Collection entries:
/---

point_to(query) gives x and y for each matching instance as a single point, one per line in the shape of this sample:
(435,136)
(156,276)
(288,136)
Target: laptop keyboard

\---

What you have to do: Rewrite the records above with "instance" swapped for "occurrence", and leave every other part of them unchanged.

Full answer:
point_to(query) gives x and y for each matching occurrence as a single point, one per line in the shape of this sample:
(435,136)
(156,276)
(288,136)
Target: laptop keyboard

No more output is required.